# [L'EXERCICE]
Recopiez le passage de l'article sur le retour à Gaza qui s'ouvre sur les mots contenant "Quitter une tente" et se ferme sur "vivace lui aussi.". Remplacez "froid intense" par "vent glacial".

# [TEXTE CITÉ]
###

Recommencer à vivre dans les ruines de Gaza
Mustafa al-Ashqar explique on ne peut plus simplement pourquoi lui et sa famille sont retournés dans le quartier de Shujaiya, à Gaza :
« Notre maison nous manquait et nous en avions plus qu’assez de vivre dans des tentes. »

5 février 2025, Jabaliya, dans le nord de Gaza. Un Palestinien construit un abri au milieu des ruines d’un bâtiment détruit. (Photo : Yousef Zaanoun / ActiveStills)
Taghreed Ali, 24 février 2025
Al-Ashqar, 47 ans, a fui Shujaiya en décembre 2023, accompagné de sa femme et de ses cinq enfants.
Ils se sont rendus à al-Tuffah, un autre quartier de Gaza. La famille a survécu tant bien que mal, bien qu’elle ait dû vivre sans nourriture pendant de longues périodes, boire de l’eau non potable et même subir le siège d’al-Tuffah par l’armée israélienne.
Mustafa Al-Ashqar et sa famille ne sont revenus à Shujaiya qu’après le cessez-le-feu entré en vigueur en janvier. Du fait qu’une partie du plafond s’était écroulée et que les murs avaient été détruits ou fortement endommagés, il a estimé que sa maison n’était plus habitable.
Néanmoins, il a entrepris de réparer une pièce, il a dégagé une partie des décombres et utilisé du tissu pour monter des murs de bric et de broc.
« Les conditions sont difficiles mais, maintenant, je me sens en sécurité dans ma maison »,
dit-il.
Quitter une tente pour un bâtiment en dur était vital.
« Je voulais protéger ma famille du froid intense »,
ajoute-t-il.
Mustafa Al-Ashqar est toutefois très conscient que tout le monde est toujours exposé à des risques.
Israël a continué de commettre des actes de violence à Gaza, en rompant l’accord de cessez-le-feu. Le souvenir de la façon dont la maison était secouée lors de chaque frappe aérienne toute proche est resté vivace lui aussi.

###

# [LIGNES DE DONNÉES]
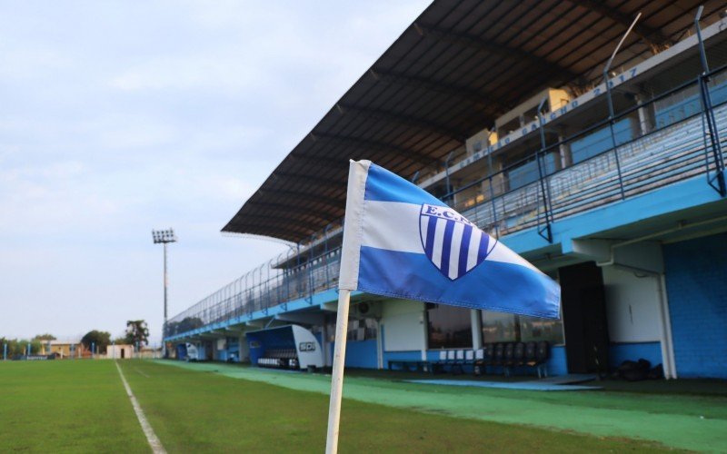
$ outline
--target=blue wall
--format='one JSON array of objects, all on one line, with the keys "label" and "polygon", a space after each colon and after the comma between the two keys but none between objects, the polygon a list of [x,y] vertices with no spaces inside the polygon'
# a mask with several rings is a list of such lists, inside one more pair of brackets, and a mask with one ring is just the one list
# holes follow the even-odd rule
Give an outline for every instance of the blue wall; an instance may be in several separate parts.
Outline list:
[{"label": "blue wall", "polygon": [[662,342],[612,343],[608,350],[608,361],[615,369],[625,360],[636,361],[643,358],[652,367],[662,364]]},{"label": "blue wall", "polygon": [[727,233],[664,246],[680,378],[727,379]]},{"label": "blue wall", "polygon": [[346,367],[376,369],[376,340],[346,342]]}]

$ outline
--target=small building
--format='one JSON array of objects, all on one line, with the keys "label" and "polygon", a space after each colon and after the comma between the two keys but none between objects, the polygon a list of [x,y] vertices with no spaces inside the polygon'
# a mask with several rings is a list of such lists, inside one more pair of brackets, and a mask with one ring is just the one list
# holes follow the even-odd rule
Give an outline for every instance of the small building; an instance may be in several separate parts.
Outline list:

###

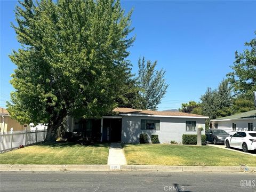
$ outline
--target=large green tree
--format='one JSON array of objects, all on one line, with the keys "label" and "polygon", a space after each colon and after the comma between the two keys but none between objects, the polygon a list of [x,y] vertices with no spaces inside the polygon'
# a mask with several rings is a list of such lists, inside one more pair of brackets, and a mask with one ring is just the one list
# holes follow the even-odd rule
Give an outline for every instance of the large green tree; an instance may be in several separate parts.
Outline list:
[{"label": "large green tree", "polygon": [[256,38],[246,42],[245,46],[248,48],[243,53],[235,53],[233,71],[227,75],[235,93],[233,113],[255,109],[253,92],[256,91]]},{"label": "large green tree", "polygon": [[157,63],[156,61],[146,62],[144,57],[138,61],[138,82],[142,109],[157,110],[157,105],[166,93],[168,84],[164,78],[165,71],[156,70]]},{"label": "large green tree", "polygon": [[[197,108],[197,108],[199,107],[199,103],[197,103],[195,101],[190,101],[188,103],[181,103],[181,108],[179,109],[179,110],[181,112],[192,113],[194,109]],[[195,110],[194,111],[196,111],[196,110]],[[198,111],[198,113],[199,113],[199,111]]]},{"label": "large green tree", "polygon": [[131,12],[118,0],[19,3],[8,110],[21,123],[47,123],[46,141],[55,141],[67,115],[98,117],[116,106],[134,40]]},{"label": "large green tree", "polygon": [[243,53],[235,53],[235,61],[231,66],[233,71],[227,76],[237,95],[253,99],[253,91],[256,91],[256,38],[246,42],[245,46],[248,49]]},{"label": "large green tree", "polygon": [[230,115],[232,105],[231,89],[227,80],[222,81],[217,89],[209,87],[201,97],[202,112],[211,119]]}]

###

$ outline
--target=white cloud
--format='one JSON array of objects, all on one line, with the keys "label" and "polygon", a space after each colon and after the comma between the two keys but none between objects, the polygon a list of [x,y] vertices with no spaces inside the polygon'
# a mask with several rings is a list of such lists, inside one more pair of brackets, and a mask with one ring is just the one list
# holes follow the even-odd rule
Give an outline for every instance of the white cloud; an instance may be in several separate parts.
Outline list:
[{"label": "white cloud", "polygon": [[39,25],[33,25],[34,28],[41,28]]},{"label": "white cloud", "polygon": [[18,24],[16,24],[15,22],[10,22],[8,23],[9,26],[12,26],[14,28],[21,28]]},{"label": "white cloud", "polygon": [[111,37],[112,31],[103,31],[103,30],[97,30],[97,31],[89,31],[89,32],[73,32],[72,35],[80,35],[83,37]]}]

###

# [RÉPONSE À L'EXERCICE]
Quitter une tente pour un bâtiment en dur était vital.
« Je voulais protéger ma famille du vent glacial »,
ajoute-t-il.
Mustafa Al-Ashqar est toutefois très conscient que tout le monde est toujours exposé à des risques.
Israël a continué de commettre des actes de violence à Gaza, en rompant l’accord de cessez-le-feu. Le souvenir de la façon dont la maison était secouée lors de chaque frappe aérienne toute proche est resté vivace lui aussi.